** Stored data entries **

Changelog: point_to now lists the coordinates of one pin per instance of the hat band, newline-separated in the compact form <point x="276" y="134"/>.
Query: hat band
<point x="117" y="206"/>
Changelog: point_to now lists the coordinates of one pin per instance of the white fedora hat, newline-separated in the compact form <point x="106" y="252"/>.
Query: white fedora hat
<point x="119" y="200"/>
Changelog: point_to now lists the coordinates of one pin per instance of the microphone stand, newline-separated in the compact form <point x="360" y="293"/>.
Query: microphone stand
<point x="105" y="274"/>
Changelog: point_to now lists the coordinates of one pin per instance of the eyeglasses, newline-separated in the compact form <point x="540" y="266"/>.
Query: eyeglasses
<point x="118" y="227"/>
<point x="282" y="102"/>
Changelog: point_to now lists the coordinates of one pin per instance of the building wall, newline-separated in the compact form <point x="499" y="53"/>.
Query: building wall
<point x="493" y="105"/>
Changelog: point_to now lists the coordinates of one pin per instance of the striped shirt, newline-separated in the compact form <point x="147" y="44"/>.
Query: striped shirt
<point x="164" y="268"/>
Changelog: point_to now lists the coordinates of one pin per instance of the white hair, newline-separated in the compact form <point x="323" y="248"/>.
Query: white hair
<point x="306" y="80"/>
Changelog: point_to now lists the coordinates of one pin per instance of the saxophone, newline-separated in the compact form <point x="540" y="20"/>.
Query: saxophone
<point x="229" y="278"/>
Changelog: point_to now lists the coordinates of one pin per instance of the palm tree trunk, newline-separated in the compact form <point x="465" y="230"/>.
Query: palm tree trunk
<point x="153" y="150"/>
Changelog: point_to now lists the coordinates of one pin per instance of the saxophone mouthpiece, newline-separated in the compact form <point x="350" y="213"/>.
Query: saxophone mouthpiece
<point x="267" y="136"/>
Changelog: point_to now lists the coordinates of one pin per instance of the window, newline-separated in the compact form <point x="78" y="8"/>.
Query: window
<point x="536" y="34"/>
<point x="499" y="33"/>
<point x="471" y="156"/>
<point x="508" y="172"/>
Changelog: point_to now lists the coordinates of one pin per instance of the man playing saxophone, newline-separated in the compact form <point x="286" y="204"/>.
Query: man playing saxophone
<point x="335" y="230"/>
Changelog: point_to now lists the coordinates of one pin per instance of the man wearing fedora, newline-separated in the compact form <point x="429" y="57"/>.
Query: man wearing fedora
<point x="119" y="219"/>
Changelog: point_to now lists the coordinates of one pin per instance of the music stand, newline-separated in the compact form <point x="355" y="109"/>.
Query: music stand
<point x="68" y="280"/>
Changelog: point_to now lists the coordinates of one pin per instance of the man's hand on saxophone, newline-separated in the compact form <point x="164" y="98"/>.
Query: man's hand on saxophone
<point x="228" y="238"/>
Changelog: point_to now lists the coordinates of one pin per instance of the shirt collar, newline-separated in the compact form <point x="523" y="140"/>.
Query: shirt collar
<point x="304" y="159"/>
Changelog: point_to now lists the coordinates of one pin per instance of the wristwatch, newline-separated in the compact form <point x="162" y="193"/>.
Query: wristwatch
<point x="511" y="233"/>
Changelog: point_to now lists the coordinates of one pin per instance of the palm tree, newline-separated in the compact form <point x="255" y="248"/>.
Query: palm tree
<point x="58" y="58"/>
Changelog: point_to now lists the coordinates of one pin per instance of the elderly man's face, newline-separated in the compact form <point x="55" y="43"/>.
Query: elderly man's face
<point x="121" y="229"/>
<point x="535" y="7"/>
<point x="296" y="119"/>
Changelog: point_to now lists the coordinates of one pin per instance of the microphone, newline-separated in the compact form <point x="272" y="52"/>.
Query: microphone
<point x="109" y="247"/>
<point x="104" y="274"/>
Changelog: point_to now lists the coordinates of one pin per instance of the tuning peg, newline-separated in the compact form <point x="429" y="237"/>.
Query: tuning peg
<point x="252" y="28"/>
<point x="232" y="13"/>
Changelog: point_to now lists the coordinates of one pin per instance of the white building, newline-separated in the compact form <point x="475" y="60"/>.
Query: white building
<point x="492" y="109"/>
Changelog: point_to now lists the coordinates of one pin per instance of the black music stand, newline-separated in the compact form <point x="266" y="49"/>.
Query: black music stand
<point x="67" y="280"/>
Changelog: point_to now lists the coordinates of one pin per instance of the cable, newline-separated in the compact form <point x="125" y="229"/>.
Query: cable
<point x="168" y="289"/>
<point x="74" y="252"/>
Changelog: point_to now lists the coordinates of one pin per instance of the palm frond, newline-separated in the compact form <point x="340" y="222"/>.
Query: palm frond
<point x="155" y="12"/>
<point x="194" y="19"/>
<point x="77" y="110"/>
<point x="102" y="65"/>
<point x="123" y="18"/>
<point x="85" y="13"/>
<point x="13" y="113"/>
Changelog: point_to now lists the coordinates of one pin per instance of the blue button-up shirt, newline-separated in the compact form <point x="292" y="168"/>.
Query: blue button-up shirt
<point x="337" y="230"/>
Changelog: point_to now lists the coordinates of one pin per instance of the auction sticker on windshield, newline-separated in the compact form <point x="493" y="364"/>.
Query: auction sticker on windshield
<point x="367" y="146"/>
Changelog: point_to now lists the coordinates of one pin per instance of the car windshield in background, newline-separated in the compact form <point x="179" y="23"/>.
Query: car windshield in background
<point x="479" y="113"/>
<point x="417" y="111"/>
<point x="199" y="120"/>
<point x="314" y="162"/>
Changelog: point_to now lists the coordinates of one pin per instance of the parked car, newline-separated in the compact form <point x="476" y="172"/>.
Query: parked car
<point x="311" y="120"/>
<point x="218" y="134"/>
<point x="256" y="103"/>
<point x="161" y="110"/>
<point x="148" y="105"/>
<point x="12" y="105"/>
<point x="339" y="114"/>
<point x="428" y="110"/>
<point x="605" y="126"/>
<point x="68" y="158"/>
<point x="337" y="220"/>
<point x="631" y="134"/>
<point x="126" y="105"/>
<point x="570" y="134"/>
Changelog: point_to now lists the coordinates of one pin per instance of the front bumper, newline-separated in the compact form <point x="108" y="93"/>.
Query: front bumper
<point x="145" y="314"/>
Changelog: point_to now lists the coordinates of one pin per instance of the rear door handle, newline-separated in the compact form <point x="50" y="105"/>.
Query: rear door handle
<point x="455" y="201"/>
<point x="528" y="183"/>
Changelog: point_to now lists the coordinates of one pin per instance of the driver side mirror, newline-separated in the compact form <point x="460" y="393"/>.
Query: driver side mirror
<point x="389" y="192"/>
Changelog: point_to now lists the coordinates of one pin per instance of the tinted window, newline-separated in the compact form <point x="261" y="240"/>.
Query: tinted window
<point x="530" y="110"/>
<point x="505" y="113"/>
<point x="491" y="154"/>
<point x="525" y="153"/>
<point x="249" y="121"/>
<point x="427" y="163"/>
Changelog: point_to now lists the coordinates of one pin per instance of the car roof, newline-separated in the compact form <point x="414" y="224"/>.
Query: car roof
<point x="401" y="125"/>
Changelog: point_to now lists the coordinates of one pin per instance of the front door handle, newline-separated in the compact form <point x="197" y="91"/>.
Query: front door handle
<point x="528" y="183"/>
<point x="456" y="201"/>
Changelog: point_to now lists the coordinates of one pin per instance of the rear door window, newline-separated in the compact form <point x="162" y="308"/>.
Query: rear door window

** Exercise requirements **
Write out exactly the final stretch of the records: the line containing "of the driver" and every line after it, through the last, and nothing else.

** Output of the task **
Changelog: point_to now lists the coordinates of one pin per instance of the driver side mirror, newline-separated in the compact form <point x="460" y="393"/>.
Query: driver side mirror
<point x="389" y="192"/>
Changelog: point_to now lists the coordinates of one pin per instance of the tinted window, newline-separated in the compact form <point x="261" y="240"/>.
Query: tinted window
<point x="530" y="110"/>
<point x="505" y="113"/>
<point x="491" y="154"/>
<point x="525" y="153"/>
<point x="249" y="121"/>
<point x="427" y="163"/>
Changelog: point_to now lists the coordinates of one pin per instance of the car roof, newline-separated in the compact form <point x="414" y="224"/>.
Query: car roof
<point x="401" y="125"/>
Changelog: point_to now lists the coordinates of one pin per instance of the front door handle, newline-separated in the compact form <point x="197" y="91"/>.
Query: front door handle
<point x="528" y="183"/>
<point x="456" y="201"/>
Changelog: point_to now lists the coordinates of one pin per instance of the rear door window, newline-separated in the compact form <point x="162" y="308"/>.
Query: rear door window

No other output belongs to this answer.